**PROBLEM:** Which lines of the entries contain the word "below"? Please list them.
======== GIVEN RECORDS ========
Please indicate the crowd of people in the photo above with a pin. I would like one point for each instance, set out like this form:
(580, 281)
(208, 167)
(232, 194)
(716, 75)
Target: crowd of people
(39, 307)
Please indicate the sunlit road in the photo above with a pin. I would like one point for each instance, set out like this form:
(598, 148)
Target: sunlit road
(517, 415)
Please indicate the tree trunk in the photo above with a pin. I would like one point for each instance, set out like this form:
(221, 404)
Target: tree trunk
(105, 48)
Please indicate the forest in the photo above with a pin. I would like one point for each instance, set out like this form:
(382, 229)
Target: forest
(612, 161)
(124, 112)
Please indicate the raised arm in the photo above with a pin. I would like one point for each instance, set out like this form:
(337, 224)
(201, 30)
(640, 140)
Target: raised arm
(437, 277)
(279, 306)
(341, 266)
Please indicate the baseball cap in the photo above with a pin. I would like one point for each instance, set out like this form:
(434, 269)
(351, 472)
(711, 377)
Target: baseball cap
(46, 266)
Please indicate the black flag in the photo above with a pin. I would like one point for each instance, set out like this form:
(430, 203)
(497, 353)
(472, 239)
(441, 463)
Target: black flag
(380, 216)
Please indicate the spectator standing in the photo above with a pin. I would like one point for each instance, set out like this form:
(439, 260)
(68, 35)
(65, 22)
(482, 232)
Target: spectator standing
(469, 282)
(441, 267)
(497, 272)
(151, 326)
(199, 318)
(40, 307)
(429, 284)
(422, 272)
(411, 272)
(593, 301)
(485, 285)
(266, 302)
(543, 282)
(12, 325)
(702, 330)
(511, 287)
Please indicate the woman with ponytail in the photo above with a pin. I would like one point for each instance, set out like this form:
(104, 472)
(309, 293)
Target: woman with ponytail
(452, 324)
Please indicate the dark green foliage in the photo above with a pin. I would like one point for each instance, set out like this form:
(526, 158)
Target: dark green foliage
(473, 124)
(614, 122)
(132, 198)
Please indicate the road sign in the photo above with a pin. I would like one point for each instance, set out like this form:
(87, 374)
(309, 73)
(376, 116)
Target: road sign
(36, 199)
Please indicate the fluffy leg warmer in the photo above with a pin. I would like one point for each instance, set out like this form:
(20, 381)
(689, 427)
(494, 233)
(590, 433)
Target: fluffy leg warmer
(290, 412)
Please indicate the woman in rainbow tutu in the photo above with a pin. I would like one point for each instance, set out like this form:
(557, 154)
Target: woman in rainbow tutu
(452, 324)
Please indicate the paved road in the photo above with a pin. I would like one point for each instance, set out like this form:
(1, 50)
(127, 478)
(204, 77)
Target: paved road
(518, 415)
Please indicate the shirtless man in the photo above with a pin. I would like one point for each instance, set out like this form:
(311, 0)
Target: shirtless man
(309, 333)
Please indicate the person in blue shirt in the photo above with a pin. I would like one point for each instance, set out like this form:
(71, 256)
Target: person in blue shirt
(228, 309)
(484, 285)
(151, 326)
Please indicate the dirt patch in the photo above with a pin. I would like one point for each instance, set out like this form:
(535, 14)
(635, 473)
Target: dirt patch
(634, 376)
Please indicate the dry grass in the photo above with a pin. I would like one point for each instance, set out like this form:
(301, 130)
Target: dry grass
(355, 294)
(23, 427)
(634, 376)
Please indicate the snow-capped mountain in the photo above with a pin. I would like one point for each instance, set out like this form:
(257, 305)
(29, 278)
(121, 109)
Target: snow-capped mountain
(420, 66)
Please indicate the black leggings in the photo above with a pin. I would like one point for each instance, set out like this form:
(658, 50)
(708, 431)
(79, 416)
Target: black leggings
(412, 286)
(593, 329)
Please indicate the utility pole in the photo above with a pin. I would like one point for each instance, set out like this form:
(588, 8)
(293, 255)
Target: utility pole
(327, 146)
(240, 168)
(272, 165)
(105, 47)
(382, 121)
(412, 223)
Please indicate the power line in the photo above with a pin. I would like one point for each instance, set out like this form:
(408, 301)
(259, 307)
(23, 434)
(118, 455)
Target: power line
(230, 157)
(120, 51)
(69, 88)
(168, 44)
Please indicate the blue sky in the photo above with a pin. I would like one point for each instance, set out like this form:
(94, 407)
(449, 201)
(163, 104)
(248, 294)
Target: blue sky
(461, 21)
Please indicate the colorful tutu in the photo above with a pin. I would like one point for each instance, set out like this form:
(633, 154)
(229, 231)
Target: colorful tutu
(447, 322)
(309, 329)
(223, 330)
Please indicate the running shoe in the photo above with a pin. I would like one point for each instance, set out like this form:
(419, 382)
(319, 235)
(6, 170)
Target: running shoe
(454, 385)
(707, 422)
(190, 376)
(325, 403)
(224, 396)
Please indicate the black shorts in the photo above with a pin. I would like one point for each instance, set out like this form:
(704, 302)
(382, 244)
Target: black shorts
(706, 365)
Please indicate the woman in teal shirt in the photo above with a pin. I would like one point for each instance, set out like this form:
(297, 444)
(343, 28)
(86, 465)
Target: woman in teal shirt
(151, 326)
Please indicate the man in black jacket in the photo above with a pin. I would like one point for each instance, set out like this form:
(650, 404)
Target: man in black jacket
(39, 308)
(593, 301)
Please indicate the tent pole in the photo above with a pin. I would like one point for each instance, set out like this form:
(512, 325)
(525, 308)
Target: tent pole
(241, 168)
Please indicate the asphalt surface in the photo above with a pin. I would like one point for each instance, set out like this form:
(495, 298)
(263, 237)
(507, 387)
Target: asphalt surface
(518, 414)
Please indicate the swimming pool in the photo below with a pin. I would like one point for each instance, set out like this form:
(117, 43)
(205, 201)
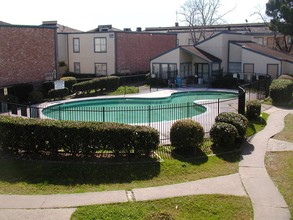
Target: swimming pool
(133, 110)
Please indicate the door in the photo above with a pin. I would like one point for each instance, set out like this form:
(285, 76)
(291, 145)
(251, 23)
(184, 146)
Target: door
(273, 70)
(202, 71)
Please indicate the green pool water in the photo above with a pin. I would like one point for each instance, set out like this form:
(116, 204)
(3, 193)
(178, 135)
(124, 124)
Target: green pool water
(135, 110)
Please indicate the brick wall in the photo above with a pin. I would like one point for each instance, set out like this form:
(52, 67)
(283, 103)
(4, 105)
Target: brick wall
(134, 50)
(26, 54)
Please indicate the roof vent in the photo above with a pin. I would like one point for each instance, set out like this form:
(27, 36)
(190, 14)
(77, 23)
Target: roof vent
(104, 27)
(49, 23)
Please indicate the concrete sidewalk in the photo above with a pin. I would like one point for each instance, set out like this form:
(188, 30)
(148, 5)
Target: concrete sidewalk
(267, 201)
(61, 206)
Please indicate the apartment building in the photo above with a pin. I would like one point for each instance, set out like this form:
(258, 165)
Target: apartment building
(27, 53)
(106, 50)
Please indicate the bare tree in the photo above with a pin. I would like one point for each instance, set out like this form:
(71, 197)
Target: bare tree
(199, 14)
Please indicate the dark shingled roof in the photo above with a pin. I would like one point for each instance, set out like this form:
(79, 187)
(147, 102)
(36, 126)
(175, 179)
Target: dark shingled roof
(257, 48)
(4, 23)
(202, 54)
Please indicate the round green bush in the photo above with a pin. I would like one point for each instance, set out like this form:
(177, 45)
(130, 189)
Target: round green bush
(281, 90)
(238, 120)
(186, 135)
(36, 97)
(253, 109)
(224, 135)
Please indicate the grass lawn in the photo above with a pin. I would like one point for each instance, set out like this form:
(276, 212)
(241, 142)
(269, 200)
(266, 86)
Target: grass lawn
(287, 133)
(192, 207)
(37, 177)
(280, 164)
(280, 167)
(40, 177)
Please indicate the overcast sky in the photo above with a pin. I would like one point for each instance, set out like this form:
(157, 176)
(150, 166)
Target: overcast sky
(88, 14)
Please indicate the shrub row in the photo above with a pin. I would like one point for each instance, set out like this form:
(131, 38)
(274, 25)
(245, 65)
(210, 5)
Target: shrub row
(50, 137)
(229, 130)
(281, 90)
(286, 76)
(107, 84)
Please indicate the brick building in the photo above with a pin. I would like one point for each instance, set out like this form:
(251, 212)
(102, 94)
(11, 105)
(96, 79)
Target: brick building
(27, 53)
(134, 50)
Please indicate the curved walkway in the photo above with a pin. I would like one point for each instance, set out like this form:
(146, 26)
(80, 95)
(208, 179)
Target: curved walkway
(266, 199)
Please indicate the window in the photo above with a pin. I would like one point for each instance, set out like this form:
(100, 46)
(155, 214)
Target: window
(101, 69)
(259, 40)
(100, 45)
(165, 70)
(248, 68)
(76, 45)
(76, 67)
(190, 42)
(234, 67)
(273, 70)
(185, 70)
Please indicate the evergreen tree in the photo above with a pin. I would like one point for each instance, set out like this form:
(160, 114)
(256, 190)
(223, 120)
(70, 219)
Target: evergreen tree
(281, 14)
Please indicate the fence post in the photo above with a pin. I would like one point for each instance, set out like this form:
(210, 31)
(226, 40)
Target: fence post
(241, 100)
(149, 110)
(103, 109)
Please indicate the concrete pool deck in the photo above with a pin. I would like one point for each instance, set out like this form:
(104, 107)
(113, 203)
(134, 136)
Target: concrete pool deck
(252, 180)
(206, 119)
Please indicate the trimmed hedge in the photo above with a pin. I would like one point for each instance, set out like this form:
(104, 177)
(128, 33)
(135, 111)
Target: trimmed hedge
(107, 84)
(186, 135)
(50, 137)
(224, 135)
(286, 76)
(253, 109)
(235, 119)
(281, 90)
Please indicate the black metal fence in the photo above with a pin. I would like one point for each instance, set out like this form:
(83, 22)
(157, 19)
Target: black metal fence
(160, 117)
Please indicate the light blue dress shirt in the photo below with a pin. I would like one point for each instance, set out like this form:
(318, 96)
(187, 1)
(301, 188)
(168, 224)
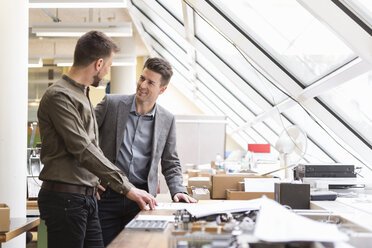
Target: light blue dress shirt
(135, 151)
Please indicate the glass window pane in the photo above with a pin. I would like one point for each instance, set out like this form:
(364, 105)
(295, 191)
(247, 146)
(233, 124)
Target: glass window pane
(300, 42)
(174, 7)
(315, 133)
(231, 56)
(353, 103)
(160, 23)
(236, 89)
(362, 8)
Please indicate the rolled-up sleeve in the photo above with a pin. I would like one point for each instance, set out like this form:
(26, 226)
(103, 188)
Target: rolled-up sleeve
(69, 126)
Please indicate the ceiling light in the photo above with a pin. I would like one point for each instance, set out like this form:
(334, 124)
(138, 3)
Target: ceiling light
(60, 29)
(63, 61)
(77, 4)
(35, 62)
(124, 60)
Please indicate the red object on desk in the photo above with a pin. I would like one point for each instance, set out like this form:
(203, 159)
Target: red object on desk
(259, 148)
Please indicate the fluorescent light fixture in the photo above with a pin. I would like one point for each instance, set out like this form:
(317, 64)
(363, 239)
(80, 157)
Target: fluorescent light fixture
(124, 60)
(60, 29)
(35, 62)
(77, 4)
(119, 60)
(63, 61)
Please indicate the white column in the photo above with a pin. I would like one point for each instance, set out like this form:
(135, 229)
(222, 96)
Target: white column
(123, 78)
(13, 109)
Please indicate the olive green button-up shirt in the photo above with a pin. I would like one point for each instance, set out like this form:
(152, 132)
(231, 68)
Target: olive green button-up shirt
(69, 149)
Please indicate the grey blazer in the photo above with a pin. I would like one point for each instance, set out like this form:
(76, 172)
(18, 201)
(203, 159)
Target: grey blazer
(112, 115)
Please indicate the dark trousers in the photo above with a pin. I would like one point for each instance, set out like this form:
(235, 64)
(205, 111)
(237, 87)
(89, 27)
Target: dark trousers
(71, 220)
(115, 212)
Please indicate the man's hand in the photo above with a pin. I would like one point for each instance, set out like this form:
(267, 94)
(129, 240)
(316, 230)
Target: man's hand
(181, 197)
(100, 187)
(142, 198)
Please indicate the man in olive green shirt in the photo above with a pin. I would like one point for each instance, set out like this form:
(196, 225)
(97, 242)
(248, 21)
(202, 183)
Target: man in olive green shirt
(74, 164)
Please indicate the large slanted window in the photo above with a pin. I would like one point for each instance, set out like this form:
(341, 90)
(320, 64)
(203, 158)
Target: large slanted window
(362, 8)
(174, 7)
(352, 102)
(236, 60)
(303, 46)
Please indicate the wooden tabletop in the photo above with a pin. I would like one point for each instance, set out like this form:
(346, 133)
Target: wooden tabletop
(18, 226)
(130, 239)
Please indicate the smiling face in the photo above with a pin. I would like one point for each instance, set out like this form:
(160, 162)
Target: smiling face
(149, 87)
(103, 67)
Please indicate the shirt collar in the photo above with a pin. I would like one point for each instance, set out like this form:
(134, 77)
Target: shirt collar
(134, 111)
(73, 82)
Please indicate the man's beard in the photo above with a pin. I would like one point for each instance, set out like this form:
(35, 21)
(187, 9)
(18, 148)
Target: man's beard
(96, 80)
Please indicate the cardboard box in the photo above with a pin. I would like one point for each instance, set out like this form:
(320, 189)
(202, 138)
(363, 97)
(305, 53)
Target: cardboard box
(241, 195)
(4, 218)
(222, 182)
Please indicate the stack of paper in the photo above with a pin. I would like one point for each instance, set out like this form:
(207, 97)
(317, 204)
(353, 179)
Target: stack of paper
(277, 224)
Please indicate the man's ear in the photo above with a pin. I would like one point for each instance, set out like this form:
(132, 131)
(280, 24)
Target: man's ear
(98, 64)
(163, 88)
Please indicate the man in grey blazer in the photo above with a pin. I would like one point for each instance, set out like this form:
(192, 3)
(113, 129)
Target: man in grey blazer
(135, 134)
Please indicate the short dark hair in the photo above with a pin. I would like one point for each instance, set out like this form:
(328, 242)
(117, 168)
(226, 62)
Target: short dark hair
(91, 47)
(160, 66)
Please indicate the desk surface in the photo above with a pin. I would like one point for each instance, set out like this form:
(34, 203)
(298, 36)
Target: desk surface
(18, 226)
(352, 212)
(127, 239)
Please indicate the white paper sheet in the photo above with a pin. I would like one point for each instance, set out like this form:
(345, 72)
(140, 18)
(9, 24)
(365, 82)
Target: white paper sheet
(202, 210)
(260, 184)
(172, 205)
(169, 218)
(277, 224)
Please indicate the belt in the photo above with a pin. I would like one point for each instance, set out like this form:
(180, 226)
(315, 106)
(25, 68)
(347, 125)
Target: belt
(69, 188)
========
**RESULT FOR THIS TASK:**
Please indicate the swimming pool in the photo below with a pin. I would like one point for each instance, set out like this form:
Please indicate the light blue dress shirt in the photo below with a pin. I would like one point for each instance, set out like this form:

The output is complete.